Document segment.

Mr. Shine confirmed that the provision had been added after
the public comment period; the issues that had been raised
were the length of the contract and the pro-rationed
preference that had been provided to Tesoro through
commercial negotiations. He said that the pro-rationed
preference meant that if the state had a number of royalty
purchasers, and less volumes available than the contractual
obligation called for, companied would be prorated down
according to their percentage of royalty purchase. He
stated that in 2015, during the course of the negotiations,
Petro Star had approached the department and had indicated
a willingness to purchase on established price terms; in an
effort to make more volumes available for Petro Star to
purchase, Tesoro reduced their maximum volumes from 30,000
to 25,000/ barrels per day. He furthered that in exchange,
the state had provided a pro-ration preference, which would
have allowed them to be the last purchaser of royalties to
be prorated in the event that the sale occurred. He said
that after internal discussions the provision had been
struck from the contract, leaving the status quo to remain.
9:21:40 AM
Co-Chair MacKinnon asked whether a Petro Star contract
would necessitate a separate piece of legislation.
Mr. Shine answered in the affirmative. He explained that
there were two separate contracts under discussion with
Petro Star that would give the company 5 years of royalty
purchases: a 1-year contract that would commence in middle
to late August of 2016, and a 4-year contract that would
commence after the 1-year terminated. Both the Petro Star
and the Tesoro contracts would terminate in 2021.
9:22:38 AM
Senator Bishop asked about the $45 million to $55 million
increase over the life of the project under the 5 year
contract. He understood that the number was the
differential on the marine shipping between the RIK and the
RIV.
Mr. Shine stated that was correct.
9:23:12 AM
Senator Dunleavy asked how extreme price differentials
would impact the agreement.
Mr. Shine stated that the price differentials would bring
more money to the state because the barrels would be valued
higher, but the actual methodology would not change. He
said that if the value of oil went up to $100/bbl., the
deductions would be taken from that value.
9:24:07 AM
Senator Dunleavy asked whether changes in the per barrel
valuation adjustments could make the RIK equal to RIV at
the same prices.
Mr. Shine was not aware of all the ramifications of the
price changes, but detailed that the current contract had
been negotiated to give the department the confidence that
the contract would bring more for RIK than would have been
received in RIV.
9:25:20 AM
Senator Hoffman asked whether the state knew the intended
market that Tesoro had for the product under the contract.
Mr. Shine noted that Tesoro produced a significant amount
of jet fuel, which was shipped via a common carrier
pipeline to the Anchorage Airport; additionally, diesel and
gasoline were sold to in-state markets.
9:25:56 AM
Senator Bishop commented that the five-year contract was
the result of the amount of production on the North Slope.

Source material.

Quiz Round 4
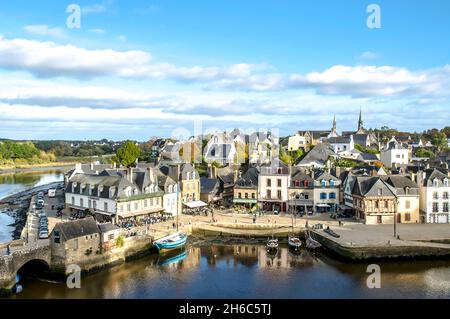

Things to do.
1 > Using the hearing minutes, decide whether each statement agrees with the text: (a) the pro-ration preference provision stayed in the final contract; (b) the Petro Star and Tesoro contracts both end in 2021; (c) Tesoro's jet fuel is trucked to the Anchorage Airport. Give yes or no for each, with the deciding words of the text quoted exactly.
2 > According to the hearing minutes, when would the 1-year Petro Star contract begin?
The material was drawn from a separate source.

The replies.
1 >
(a) No: "the provision had been struck from the contract, leaving the status quo to remain."
(b) Yes: "Both the Petro Star and the Tesoro contracts would terminate in 2021."
(c) No: "which was shipped via a common carrier pipeline to the Anchorage Airport"

2 > In middle to late August of 2016.